**EXERCISE DESCRIPTION**: What is needed here is an exact copy of every entry.

================

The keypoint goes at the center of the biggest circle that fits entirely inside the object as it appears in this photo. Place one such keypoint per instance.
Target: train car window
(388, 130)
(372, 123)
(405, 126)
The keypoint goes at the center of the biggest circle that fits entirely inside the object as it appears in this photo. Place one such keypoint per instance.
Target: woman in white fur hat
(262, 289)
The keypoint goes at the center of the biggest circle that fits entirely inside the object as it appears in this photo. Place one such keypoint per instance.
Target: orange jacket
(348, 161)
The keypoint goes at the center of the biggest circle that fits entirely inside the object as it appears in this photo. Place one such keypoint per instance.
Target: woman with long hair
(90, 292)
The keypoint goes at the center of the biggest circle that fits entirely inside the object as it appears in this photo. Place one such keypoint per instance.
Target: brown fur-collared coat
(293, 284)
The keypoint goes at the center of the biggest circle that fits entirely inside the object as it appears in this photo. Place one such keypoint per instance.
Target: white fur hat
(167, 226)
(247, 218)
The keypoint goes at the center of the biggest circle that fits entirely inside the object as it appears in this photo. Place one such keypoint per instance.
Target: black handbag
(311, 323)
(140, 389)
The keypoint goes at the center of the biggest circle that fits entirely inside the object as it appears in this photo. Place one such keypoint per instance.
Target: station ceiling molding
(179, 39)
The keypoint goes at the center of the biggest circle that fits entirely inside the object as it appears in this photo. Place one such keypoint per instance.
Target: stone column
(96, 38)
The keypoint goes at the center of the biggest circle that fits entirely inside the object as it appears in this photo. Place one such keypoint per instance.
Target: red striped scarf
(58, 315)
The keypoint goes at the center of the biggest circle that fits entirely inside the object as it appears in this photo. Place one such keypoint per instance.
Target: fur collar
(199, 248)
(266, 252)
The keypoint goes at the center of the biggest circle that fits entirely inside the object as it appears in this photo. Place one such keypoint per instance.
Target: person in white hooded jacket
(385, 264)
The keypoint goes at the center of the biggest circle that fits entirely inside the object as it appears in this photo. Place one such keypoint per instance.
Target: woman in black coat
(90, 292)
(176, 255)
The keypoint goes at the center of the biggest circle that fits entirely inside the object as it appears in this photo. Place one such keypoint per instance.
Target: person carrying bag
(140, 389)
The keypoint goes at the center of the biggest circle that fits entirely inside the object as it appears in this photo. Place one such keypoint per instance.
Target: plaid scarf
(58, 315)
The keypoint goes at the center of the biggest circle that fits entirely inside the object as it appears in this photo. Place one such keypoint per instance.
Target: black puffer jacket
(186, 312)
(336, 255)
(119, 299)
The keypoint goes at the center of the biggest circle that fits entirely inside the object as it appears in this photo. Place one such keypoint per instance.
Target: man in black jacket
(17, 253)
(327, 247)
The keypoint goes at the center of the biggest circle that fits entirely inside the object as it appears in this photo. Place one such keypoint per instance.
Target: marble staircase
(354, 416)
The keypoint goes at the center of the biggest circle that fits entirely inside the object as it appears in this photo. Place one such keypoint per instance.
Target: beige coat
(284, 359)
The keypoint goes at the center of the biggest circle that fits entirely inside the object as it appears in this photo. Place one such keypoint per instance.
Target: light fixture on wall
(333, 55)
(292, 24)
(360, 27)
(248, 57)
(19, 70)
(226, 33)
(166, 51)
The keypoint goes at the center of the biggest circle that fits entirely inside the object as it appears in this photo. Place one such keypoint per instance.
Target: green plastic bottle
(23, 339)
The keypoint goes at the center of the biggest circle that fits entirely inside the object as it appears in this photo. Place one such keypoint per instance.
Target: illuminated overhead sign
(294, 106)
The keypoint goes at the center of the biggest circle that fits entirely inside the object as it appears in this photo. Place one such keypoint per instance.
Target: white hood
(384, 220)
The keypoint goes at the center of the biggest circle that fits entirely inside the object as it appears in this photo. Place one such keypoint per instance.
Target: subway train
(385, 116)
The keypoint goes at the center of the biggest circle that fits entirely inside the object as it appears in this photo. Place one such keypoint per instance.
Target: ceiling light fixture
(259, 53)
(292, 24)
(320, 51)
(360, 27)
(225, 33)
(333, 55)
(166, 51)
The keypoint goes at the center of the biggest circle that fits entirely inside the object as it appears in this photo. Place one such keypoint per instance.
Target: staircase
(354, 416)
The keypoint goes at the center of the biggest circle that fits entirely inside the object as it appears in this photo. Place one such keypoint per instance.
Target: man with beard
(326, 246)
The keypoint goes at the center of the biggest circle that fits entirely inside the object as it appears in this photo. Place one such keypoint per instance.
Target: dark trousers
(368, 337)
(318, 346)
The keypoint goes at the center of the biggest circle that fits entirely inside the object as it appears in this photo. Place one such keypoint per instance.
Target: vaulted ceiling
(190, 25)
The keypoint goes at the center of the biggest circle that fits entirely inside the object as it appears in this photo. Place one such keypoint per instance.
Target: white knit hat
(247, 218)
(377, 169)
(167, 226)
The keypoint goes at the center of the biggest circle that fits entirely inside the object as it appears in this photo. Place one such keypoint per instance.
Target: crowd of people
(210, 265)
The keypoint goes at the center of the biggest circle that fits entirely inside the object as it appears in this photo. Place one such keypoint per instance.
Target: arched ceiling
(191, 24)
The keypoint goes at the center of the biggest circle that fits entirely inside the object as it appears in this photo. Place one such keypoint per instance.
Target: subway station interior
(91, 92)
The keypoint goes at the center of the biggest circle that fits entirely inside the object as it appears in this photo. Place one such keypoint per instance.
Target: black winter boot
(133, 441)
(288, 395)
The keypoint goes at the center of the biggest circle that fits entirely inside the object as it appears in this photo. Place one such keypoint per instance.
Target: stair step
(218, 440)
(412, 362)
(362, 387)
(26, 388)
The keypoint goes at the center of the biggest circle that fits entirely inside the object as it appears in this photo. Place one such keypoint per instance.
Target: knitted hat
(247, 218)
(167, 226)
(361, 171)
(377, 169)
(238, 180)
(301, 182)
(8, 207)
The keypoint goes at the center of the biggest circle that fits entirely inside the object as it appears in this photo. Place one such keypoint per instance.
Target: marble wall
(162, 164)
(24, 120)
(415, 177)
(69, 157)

================

**WORKED ANSWER**:
The keypoint goes at the center of the biggest circle that fits entirely inside the object as it appears in this photo. Place one such keypoint per instance.
Target: train car window
(388, 130)
(372, 123)
(405, 126)
The keypoint goes at the center of the biggest circle that fits entirely inside the object as it appears in this photo. Place one such keypoint per instance.
Target: woman in white fur hat
(262, 289)
The keypoint goes at the center of the biggest circle that fits entirely inside the object as it appears in this photo. Place one such keypoint per instance.
Target: orange jacket
(348, 161)
The keypoint goes at the center of the biggest circle that fits entirely inside the object as it appears in this photo. Place one such keypoint per instance.
Target: woman with long hair
(90, 292)
The keypoint goes at the center of the biggest circle that fits entirely inside the object as it appears in this photo. Place one such keypoint per instance.
Target: brown fur-collared coat
(293, 284)
The keypoint goes at the center of the biggest circle that fits entirely inside the object as it appears in this photo. Place one such keypoint per instance.
Target: white fur hat
(167, 226)
(247, 218)
The keypoint goes at the center of the biggest circle that fits entirely inside the object as it appears in this photo. Place one such keypoint per instance.
Target: black handbag
(311, 323)
(140, 389)
The keypoint goes at the center of the biggest circle that fits entirely inside the object as it appears in this photo. Place one such keypoint per instance.
Target: station ceiling molding
(179, 39)
The keypoint goes at the center of the biggest circle that fits entirely inside the object as it appears in this photo. Place one such keypoint per instance.
Target: stone column
(96, 38)
The keypoint goes at the center of the biggest circle that fits entirely inside the object as it appears in this photo. Place one such keypoint per instance.
Target: red striped scarf
(58, 315)
The keypoint goes at the center of the biggest circle that fits entirely inside the object as it appears in this photo. Place one such keypoint per instance.
Target: fur collar
(199, 248)
(266, 252)
The keypoint goes at the center of the biggest circle that fits entirely inside the object as it appears in this photo. Place one such keypoint per instance.
Target: person in white hooded jacket
(385, 264)
The keypoint goes at the center of the biggest circle that fits entirely inside the object as it appears in this photo. Place one such keypoint per instance.
Target: woman in black coat
(90, 292)
(176, 255)
The keypoint goes at the center of the biggest circle that fits entirely inside the object as it appears in this photo. Place one such keypoint per instance.
Target: person carrying bag
(140, 389)
The keypoint goes at the center of the biggest circle that fits entirely inside the object as it appears in this photo. Place one such keypoint per instance.
Target: plaid scarf
(58, 315)
The keypoint goes at the center of the biggest circle that fits entirely inside the object as it appears in this photo. Place one such keypoint per instance.
Target: black puffer jacket
(186, 312)
(336, 255)
(119, 299)
The keypoint goes at the center of the biggest circle that fits entirely inside the object as it appears in this photo. Place one such keypoint per instance.
Target: man in black jacket
(17, 253)
(327, 247)
The keypoint goes at the center of the biggest circle that fits entirely inside the object as it appears in this photo. Place one such keypoint per instance.
Target: marble staircase
(354, 416)
The keypoint goes at the center of the biggest circle that fits entirely inside the object as it appears in this photo. Place one such keypoint per instance.
Target: beige coat
(284, 359)
The keypoint goes at the center of the biggest circle that fits entirely inside the object as it appears in this photo. Place one such keypoint per instance.
Target: light fixture on wall
(333, 55)
(292, 24)
(360, 27)
(248, 57)
(19, 70)
(226, 33)
(166, 51)
The keypoint goes at the center of the biggest circle that fits entirely inside the object as it appears in this photo. Place one such keypoint per instance.
Target: green plastic bottle
(23, 339)
The keypoint goes at the center of the biggest circle that fits entirely inside the object as it appears in this photo. Place one such keypoint per instance.
Target: illuminated overhead sign
(294, 106)
The keypoint goes at the center of the biggest circle that fits entirely inside the object as it appears in this photo. Place one such keypoint per instance.
Target: white hood
(384, 220)
The keypoint goes at the center of the biggest circle that fits entirely inside the object as it appears in this photo. Place one such keypoint per instance.
Target: subway train
(385, 116)
The keypoint goes at the center of the biggest circle that fits entirely inside the object as it appears in this photo. Place one such keypoint per instance.
Target: ceiling light fixture
(259, 53)
(292, 24)
(320, 51)
(360, 27)
(225, 33)
(333, 55)
(166, 51)
The keypoint goes at the center of the biggest circle that fits entirely inside the object as it appears in this photo. Place one such keypoint per instance.
Target: staircase
(354, 416)
The keypoint goes at the center of the biggest circle that fits entirely inside the object as it appears in this photo. Place one such keypoint per instance.
Target: man with beard
(326, 246)
The keypoint goes at the center of the biggest circle that fits entirely inside the object as it appears in this photo. Place one such keypoint per instance.
Target: dark trousers
(368, 337)
(318, 346)
The keypoint goes at the center of the biggest circle that fits entirely inside the object as it appears in this photo. Place one such keypoint per instance.
Target: vaulted ceiling
(190, 25)
The keypoint goes at the center of the biggest circle that fits entirely inside the object as it appears in this photo. Place one such keypoint per instance.
Target: white knit hat
(247, 218)
(377, 169)
(167, 226)
The keypoint goes at the center of the biggest circle that fits entirely inside the object as it appears in this photo. Place one such keypoint per instance.
Target: crowd of people
(210, 265)
The keypoint goes at the center of the biggest circle that fits entirely inside the object as it appears in this photo. Place one such keypoint per instance.
Target: arched ceiling
(191, 24)
The keypoint goes at the center of the biggest circle that fits entirely inside the object as it appears in this photo. Place one such keypoint per instance.
Target: subway station interior
(91, 92)
The keypoint goes at the center of the biggest circle that fits entirely inside the object as it appears in this photo. Place one such keypoint per instance.
Target: black winter boot
(133, 441)
(288, 395)
The keypoint goes at the center of the biggest circle that fits entirely inside the object as it appears in this photo. Place one such keypoint per instance.
Target: stair step
(218, 440)
(412, 362)
(362, 387)
(26, 388)
The keypoint goes at the center of the biggest circle that fits entirely inside the object as it appears in this photo. Place one such keypoint per instance.
Target: knitted hat
(247, 218)
(167, 226)
(361, 171)
(377, 169)
(238, 180)
(301, 182)
(8, 207)
The keypoint goes at the center of the biggest circle that fits entirely inside the object as it appears in this photo. Place one such keypoint per instance.
Target: marble wall
(162, 164)
(24, 120)
(415, 177)
(69, 157)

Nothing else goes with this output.